EXTRACTED DATA:
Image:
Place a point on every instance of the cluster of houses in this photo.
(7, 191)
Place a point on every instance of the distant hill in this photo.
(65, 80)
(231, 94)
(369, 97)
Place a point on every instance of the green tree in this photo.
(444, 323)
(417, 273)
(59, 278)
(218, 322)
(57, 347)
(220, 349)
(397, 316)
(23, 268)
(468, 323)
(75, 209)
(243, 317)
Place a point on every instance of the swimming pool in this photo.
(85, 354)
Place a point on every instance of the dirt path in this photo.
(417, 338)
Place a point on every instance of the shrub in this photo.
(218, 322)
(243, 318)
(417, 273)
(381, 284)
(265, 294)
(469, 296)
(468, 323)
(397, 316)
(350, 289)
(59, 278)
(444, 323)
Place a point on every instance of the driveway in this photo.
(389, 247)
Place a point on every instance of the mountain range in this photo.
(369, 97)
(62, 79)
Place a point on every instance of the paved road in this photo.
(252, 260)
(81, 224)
---
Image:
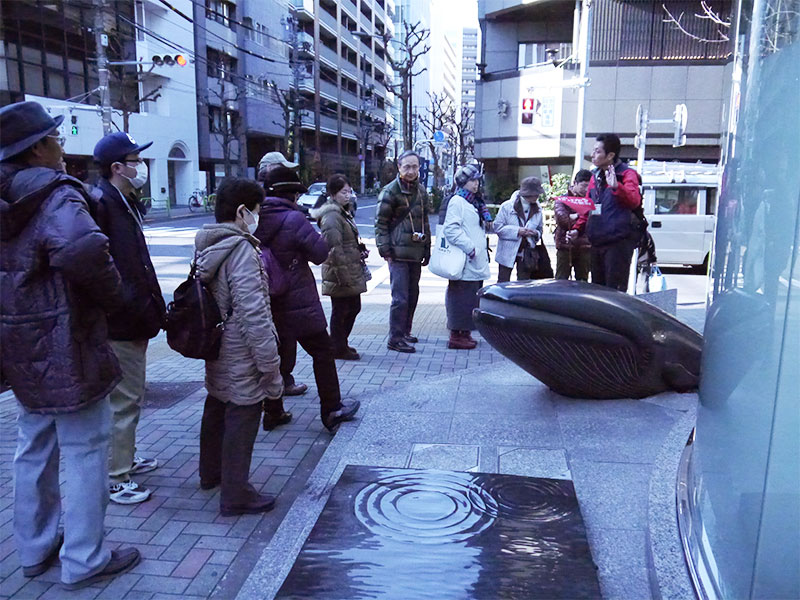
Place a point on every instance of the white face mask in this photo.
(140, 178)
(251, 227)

PROBLEM DESCRIPTION: Extract every line of the records above that contains the word "Place".

WORKED ANSWER:
Place a point on every instance of the cluster of houses in this photo.
Place a point on every instance of the distant hill in this photo.
Place a point on every instance of the green tree in this photo.
Place a point on every instance of the swimming pool in this photo.
Place a point on every instance of the dirt path in this photo.
Place a point on every instance of the shrub in this photo.
Place a point on every instance of the driveway in this photo.
Place a point on every instance of the mountain range in this photo.
Place a point on every instance of the paved road in this photo.
Place a point on every instance of the white face mask in this photo.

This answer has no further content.